== EXTRAIT DU TEXTE
Si l’éthique a pris une place grandissante dans l’exercice de la médecine force est de constater que l’éthique est souvent une éthique de situation, une éthique de convenance qui accorde la pratique aux exigences et aux possibilités du progrès plutôt qu’une éthique authentique qui s’accorde aux exigences du respect de la personne. En conséquence la prise de décision doit toujours être précédée de la réflexion éthique et agir ou ne pas agir devrait obéir aux impératifs de la réflexion éthique.

La tendance actuelle est de faire croire que les exigences éthiques, pour un médecin qui a des convictions religieuses, sont en contradiction avec le progrès scientifique.

On reproche à l’attitude de l’Eglise sur les questions de bioéthique son « dogmatisme ». Mon expérience professionnelle m’a fait découvrir qu’il existe en médecine un dogmatisme étroit et rigide et qui de plus n’est pas toujours étayé par une vérité intangible et définitive. J’ai appris au cours de mes études des « dogmes » qui ont été contredits des années plus tard par les connaissances nouvelles et les découvertes fondamentales et thérapeutiques, pour le plus grand bien des patients. La contestation systématique des positions de l’Eglise en matière de bioéthique a quelque chose de caractériel.

Sans revenir sur certains procès historiques auxquels le passage du temps impose pour être juste, une relecture plus objective et moins passionnelle, il est de stricte justice que de reconnaître que l’éthique qui guide un médecin catholique ne s’oppose pas à la science ni au progrès scientifique.
====
EXERCICE A:
Répondez aux questions suivantes d'après le texte sur l'éthique médicale.
(i) Par quoi la prise de décision doit-elle toujours être précédée ?
(ii) Que reproche-t-on à l'attitude de l'Eglise sur les questions de bioéthique ?
(iii) À quoi l'éthique qui guide un médecin catholique ne s'oppose-t-elle pas ?
EXERCICE B: Remplacez « patients » par « malades » dans le passage du texte sur l'éthique médicale allant de « On reproche à » jusqu'à « au progrès scientifique. », puis recopiez ce passage.
EXERCICE C: Poursuivez, s'il vous plaît, le texte sur l'éthique médicale à la suite de sa dernière phrase.
== SUPPORT D'ÉTUDE
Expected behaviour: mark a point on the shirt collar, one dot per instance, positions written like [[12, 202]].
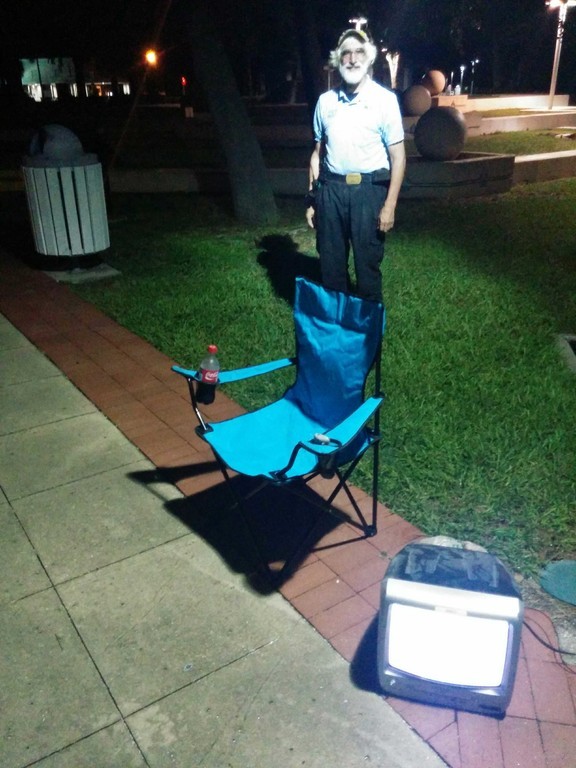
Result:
[[343, 96]]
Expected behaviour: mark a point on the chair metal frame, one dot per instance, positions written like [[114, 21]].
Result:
[[325, 447]]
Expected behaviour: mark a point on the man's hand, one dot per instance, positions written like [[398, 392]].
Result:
[[386, 218], [310, 216]]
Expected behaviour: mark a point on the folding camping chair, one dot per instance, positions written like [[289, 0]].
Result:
[[323, 424]]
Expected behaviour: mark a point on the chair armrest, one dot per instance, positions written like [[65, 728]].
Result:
[[343, 433], [226, 377]]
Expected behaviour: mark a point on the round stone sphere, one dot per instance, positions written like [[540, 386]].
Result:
[[434, 82], [57, 144], [440, 134], [416, 100]]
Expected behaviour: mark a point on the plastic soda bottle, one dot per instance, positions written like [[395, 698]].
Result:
[[209, 368]]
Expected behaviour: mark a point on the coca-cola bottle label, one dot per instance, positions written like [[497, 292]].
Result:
[[209, 377]]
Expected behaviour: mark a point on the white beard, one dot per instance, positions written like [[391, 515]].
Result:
[[354, 75]]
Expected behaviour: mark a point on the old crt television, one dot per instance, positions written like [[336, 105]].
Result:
[[449, 629]]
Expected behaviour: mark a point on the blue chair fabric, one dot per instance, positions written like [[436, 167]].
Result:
[[323, 421]]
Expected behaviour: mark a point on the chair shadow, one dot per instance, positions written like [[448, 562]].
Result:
[[364, 665], [276, 523], [284, 262]]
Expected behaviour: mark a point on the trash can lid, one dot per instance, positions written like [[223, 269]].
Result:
[[55, 145]]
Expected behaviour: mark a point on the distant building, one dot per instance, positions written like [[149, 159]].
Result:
[[56, 78]]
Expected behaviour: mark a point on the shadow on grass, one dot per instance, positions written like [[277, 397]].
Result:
[[274, 531], [284, 263]]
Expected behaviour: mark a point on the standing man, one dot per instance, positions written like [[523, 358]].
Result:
[[356, 169]]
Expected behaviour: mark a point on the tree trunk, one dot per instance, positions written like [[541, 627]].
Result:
[[309, 49], [251, 188]]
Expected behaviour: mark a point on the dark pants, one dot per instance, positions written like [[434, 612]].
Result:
[[347, 215]]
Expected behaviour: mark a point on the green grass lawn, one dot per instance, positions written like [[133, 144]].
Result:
[[478, 423]]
====
CADRE DE RÉPONSE A:
(i) Par la réflexion éthique.
(ii) Son « dogmatisme ».
(iii) À la science ni au progrès scientifique.

CADRE DE RÉPONSE B:
On reproche à l’attitude de l’Eglise sur les questions de bioéthique son « dogmatisme ». Mon expérience professionnelle m’a fait découvrir qu’il existe en médecine un dogmatisme étroit et rigide et qui de plus n’est pas toujours étayé par une vérité intangible et définitive. J’ai appris au cours de mes études des « dogmes » qui ont été contredits des années plus tard par les connaissances nouvelles et les découvertes fondamentales et thérapeutiques, pour le plus grand bien des malades. La contestation systématique des positions de l’Eglise en matière de bioéthique a quelque chose de caractériel.

Sans revenir sur certains procès historiques auxquels le passage du temps impose pour être juste, une relecture plus objective et moins passionnelle, il est de stricte justice que de reconnaître que l’éthique qui guide un médecin catholique ne s’oppose pas à la science ni au progrès scientifique.

CADRE DE RÉPONSE C:
J’en veux pour preuve des découvertes très récentes en biologie fondamentale dans le domaine des « cellules souches ». Sans entrer dans les détails techniques je m’en tiendrai aux implications bioéthiques. Depuis plusieurs années la recherche est l’objet d’une « course contre la montre » pour démontrer l’intérêt de développer des programmes utilisant des embryons humains. Des chercheurs viennent de publier des résultats intéressants qui permettent d’éviter l’écueil éthique de l’utilisation des embryons. Mgr Elio Sgreccia commentant ces découvertes rappelle que « l’Eglise catholique a toujours soutenu l’illégitimité du clonage humain même dans un objectif thérapeutique au nom de la dignité humaine ». Il le rappelle non sans avoir souligné que ces chercheurs ont été guidés par des raisons scientifiques répondant à des critères d’efficacité. La conclusion est évidente : l’éthique impose de jauger les moyens à mettre en œuvre en fonction des fins que l’on se propose et en ayant clairement à l’esprit que le bien que l’on cherche n’autorise jamais le mal qui serait causé pour atteindre ce bien. La conclusion de Mgr Sgreccia est posée en termes emblématiques : agir autrement « est du machiavélisme éthique, un utilitarisme insensible et aveugle ».

Je crois avoir entendu saint Josémaria dire que si un savant est sur le point de découvrir la « pierre philosophale » alors qu’il ne lui reste qu’une goutte à laisser tomber dans l’éprouvette et qu’à ce moment là on lui demande d’y renoncer pour servir autrement, il le ferait librement.

Permettez-moi de proposer plusieurs clefs de lecture pour interpréter le sens de ces paroles.

La lecture littérale est possible. Il n'est qu'à lire l'évangile (Luc 9) où le Christ dit clairement à ceux qui veulent le suivre : c'est maintenant ou jamais.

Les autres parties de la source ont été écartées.